• **WRITTEN PROBLEM**
Swap "Reviewer note" for "Annotator note" throughout the entries below, and reproduce them with everything else left as it is.

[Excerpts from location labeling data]

•••

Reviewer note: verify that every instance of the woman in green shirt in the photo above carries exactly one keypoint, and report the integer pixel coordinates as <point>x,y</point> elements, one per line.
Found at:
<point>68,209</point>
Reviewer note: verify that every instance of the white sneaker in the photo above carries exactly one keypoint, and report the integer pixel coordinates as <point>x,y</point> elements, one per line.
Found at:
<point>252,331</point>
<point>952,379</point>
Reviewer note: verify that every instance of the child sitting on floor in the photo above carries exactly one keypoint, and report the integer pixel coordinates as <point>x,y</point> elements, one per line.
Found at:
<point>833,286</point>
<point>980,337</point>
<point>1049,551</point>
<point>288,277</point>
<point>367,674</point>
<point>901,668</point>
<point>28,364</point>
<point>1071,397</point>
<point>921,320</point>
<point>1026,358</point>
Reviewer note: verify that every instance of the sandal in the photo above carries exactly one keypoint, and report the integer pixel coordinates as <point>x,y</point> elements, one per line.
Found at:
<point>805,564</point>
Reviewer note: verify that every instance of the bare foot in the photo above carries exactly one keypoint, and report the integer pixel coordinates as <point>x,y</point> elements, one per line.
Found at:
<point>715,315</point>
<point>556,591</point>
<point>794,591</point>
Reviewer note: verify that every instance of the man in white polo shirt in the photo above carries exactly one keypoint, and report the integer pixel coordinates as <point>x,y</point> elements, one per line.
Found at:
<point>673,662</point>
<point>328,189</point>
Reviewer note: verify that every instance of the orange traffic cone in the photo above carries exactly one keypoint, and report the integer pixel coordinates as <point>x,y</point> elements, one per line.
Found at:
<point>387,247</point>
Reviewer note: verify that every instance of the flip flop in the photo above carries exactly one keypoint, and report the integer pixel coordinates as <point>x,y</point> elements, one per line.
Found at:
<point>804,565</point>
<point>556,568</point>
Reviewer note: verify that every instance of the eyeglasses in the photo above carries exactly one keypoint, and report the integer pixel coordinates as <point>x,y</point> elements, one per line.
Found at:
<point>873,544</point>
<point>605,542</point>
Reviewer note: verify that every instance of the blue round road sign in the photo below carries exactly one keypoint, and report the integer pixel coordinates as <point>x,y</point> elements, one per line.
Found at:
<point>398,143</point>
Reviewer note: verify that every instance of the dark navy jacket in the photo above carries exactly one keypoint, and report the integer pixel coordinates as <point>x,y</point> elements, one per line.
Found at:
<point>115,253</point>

•••

• **EXERCISE ANSWER**
Annotator note: verify that every instance of the woman in green shirt in the photo above carries exactly one keypoint, and report the integer pixel coordinates as <point>x,y</point> elements, one per line.
Found at:
<point>68,209</point>
Annotator note: verify that every instance of the white sneaker in the photo above carries exactly one keypoint, and report the integer pixel coordinates as <point>x,y</point> elements, one per line.
Found at:
<point>252,331</point>
<point>952,379</point>
Annotator note: verify that every instance of the child sitting on floor in the photo above carries exactly one keypoint, and report the integer pixel coordinates as <point>x,y</point> elements, one per line.
Found at:
<point>833,286</point>
<point>980,337</point>
<point>1049,551</point>
<point>288,277</point>
<point>367,674</point>
<point>901,668</point>
<point>28,364</point>
<point>1071,397</point>
<point>921,320</point>
<point>1026,358</point>
Annotator note: verify that every instance of the sandal in the photo above carries exactly one keypoint, and report the integer pixel coordinates as <point>x,y</point> elements, one per line.
Found at:
<point>805,564</point>
Annotator note: verify that every instance of the bare foot in the photo above carries exactly one keypoint, and report the integer pixel coordinates as <point>x,y</point> elements, one per line.
Found at:
<point>715,315</point>
<point>556,591</point>
<point>794,591</point>
Annotator note: verify that every instance of the man in white polo shirt in the photo above carries exactly one keypoint, and report the integer pixel coordinates as <point>x,y</point> elements, one per line.
Found at:
<point>673,662</point>
<point>328,189</point>
Annotator note: verify that every instance of the orange traffic cone in the photo above carries exactly one keypoint, and report the integer pixel coordinates as <point>x,y</point> elements, one per line.
Found at:
<point>387,247</point>
Annotator note: verify that every instance of the flip flop in the photo above carries exactly one keypoint, and report the integer pixel coordinates as <point>x,y</point> elements, one per line.
Found at:
<point>804,565</point>
<point>556,568</point>
Annotator note: verify that every instance of the eyeglasses in the photo above carries exactly one keypoint, and report the integer pixel coordinates as <point>x,y</point> elements, one per line.
Found at:
<point>873,544</point>
<point>605,542</point>
Annotator note: verify that every instance of the blue round road sign in the photo below carries exactly one keypoint, and report the integer pixel coordinates as <point>x,y</point> elements, one per line.
Found at:
<point>398,143</point>
Annotator note: verify that every instance of the dark navy jacket in the photo above carries exactly one keypoint, and report the integer pixel coordinates as <point>x,y</point> elements, one per line.
Found at:
<point>115,253</point>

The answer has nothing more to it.